→ Given task 1: From the forum thread on eating before rides, set down the passage starting with "O'Charley's Southern Fried" and going on through "(Nov 19, 2013)", keeping every word and mark unchanged.

→ Quoted text:
# If you believe nothing else on this thread...



## Shutter Jim (Feb 2, 2011)

...believe this.

Never, I repeat, never tank up on a Long John Silver's Super Sampler a half an hour before hitting a ride with a prolonged climb at the beginning.

Perhaps this advice goes without saying for some, but there are still others of us out here who seem to labor under the delusion that we are special and possess some type of invincibility.


----------



## shupack (Nov 28, 2012)

did the same thing with chicken and waffles a few months ago... ugh....


----------



## Bikerector (Jan 24, 2014)

Had a teammate do something like this with a big combo platter of food before football practice. He was ssslllllooooowwwwww that day.

I ate a pizza before a ride last winter... emergency stop to an boat launch outhouse. Barely got the layers off in time.


----------



## alphajaguars (Jan 12, 2004)

O'Charley's Southern Fried Chicken Sandwich, and raw carrots have both done me in. 

Surprisingly though, a Bojangle's Sausage and Egg Biscuit and Seasoned Fries are freaking awesome.


----------



## 127.0.0.1 (Nov 19, 2013)

pre-rode a race course on a saturday, just one easy lap

was really hungry , stupidly got a mcdonalds big mac afterward instead of waiting till I got real food

worse idea ever, performed terribly on race day.


----------



## Shutter Jim (Feb 2, 2011)

Thank you all! I am glad to know I'm not the only one out there who tempts fate with a spork.


----------



## gravitylover (Sep 1, 2009)

Don't drink a Hawaiian Punch in the car on the way to the trailhead.


----------



## Slothlike (May 25, 2014)

Or a burrito the size of your head, 'cause that thing is coming right back up again. 


Sent from my iPhone using Tapatalk


----------



## UTGeezer (May 11, 2014)

While it my be blasphemy to mention road bikes here, don't stop for lunch at a British pub, get chatting and drinking with the locals, then realize you're 70 miles out on your long LSD out and back training ride for an upcoming tour. Seems several pints does something to the time distance continuum, and will result in the longest, most painful and miserable ride of your life.


----------



## jetboy23 (Jun 14, 2011)

UTGeezer said:


> ...stop for lunch at a British pub, get chatting and drinking with the locals...


This is why we mtb.


----------



## fishwrinkle (Jul 11, 2012)

LOL, grease, its whats for dinner


----------



## WNCGoater (Aug 21, 2014)

Wait till you get a little age on you and you'll realize Long John Silvers and Micky D's is a bad idea regardless of the following activity.


----------



## dave54 (Jul 1, 2003)

I always wondered why someone would name a restaurant chain Long John Silver's. If you have read the original novel the character is NOT the sympathetic romantic rogue the various versions have portrayed him. In the original he was a petty evil malignant coward who betrayed everyone in the end.


----------



## alphajaguars (Jan 12, 2004)

It's actually very fitting.


----------



## bigkat273 (Jan 16, 2008)

Never could eat at long Johns, just the smell of the vinegar when you walk in the place is enough to make me gag.


----------



## fishwrinkle (Jul 11, 2012)

→ Provided entries:
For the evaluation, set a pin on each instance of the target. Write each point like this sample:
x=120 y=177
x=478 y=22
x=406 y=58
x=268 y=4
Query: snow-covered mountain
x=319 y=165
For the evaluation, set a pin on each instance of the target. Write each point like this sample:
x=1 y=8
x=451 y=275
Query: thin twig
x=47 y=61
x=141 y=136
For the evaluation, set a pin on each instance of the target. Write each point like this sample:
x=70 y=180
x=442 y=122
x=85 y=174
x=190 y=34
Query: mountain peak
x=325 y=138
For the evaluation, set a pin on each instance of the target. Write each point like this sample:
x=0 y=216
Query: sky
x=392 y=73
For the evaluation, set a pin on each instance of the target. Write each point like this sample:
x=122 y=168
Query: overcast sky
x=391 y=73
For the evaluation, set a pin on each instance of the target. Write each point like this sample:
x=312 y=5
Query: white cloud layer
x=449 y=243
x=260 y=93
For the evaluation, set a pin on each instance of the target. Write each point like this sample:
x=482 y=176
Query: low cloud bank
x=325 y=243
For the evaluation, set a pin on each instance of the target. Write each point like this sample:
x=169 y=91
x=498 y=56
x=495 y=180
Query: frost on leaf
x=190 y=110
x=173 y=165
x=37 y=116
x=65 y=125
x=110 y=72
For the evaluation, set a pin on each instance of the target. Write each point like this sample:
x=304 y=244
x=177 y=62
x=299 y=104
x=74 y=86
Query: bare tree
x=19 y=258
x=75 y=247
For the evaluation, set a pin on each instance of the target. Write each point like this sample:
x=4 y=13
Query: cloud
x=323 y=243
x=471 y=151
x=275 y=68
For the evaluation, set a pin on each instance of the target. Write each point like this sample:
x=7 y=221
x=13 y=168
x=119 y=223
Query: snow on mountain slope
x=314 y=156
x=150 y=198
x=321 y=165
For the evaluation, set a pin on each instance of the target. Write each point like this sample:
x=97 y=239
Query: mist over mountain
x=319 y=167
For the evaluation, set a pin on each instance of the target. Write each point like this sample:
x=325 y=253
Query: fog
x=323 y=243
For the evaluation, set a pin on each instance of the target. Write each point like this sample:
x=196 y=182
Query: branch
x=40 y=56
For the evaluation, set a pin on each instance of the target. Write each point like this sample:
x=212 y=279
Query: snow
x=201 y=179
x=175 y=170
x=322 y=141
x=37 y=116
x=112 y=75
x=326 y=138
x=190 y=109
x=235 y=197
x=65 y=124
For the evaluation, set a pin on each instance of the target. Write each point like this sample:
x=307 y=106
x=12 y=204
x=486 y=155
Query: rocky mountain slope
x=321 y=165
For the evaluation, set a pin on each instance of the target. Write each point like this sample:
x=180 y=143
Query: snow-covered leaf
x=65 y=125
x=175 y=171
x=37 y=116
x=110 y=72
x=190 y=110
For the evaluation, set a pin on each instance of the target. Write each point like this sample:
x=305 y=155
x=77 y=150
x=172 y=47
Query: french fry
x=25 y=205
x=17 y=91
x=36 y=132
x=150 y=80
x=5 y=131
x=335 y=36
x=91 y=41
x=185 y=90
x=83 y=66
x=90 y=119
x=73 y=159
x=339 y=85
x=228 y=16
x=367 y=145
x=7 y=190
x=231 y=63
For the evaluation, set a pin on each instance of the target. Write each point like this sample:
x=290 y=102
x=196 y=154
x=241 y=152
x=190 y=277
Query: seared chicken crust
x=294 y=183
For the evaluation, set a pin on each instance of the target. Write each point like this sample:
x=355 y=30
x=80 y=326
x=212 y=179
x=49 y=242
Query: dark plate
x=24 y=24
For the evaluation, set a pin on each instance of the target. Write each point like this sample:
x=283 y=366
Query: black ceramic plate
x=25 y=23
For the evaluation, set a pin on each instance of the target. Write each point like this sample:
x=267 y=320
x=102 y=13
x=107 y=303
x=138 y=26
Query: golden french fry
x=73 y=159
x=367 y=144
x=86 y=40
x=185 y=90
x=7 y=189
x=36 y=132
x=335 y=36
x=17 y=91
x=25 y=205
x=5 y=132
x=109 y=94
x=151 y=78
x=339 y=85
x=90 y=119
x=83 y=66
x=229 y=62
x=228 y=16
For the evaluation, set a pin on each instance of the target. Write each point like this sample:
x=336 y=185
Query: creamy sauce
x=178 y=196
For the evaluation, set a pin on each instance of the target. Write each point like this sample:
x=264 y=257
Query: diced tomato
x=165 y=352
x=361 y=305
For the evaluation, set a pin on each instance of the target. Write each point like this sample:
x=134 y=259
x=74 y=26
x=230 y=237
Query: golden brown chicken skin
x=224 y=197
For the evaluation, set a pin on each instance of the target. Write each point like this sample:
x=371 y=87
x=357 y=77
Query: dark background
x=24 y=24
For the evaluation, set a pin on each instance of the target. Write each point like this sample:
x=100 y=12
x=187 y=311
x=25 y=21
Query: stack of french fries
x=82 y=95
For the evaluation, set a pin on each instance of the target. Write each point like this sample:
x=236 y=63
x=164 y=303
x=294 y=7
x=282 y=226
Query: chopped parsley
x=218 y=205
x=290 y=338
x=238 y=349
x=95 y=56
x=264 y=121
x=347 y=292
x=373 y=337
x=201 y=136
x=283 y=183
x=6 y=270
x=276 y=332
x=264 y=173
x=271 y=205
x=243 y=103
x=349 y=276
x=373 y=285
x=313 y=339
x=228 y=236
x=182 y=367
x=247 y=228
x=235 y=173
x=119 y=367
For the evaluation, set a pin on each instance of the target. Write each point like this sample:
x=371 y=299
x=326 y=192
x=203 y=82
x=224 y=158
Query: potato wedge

→ Given task 2: Locate each line of the entries that contains the string "dark" with the same capitalization, and copy those lines.

→ Final result 1:
O'Charley's Southern Fried Chicken Sandwich, and raw carrots have both done me in. 

Surprisingly though, a Bojangle's Sausage and Egg Biscuit and Seasoned Fries are freaking awesome.


----------



## 127.0.0.1 (Nov 19, 2013)

→ Final result 2:
Query: dark plate
Query: dark background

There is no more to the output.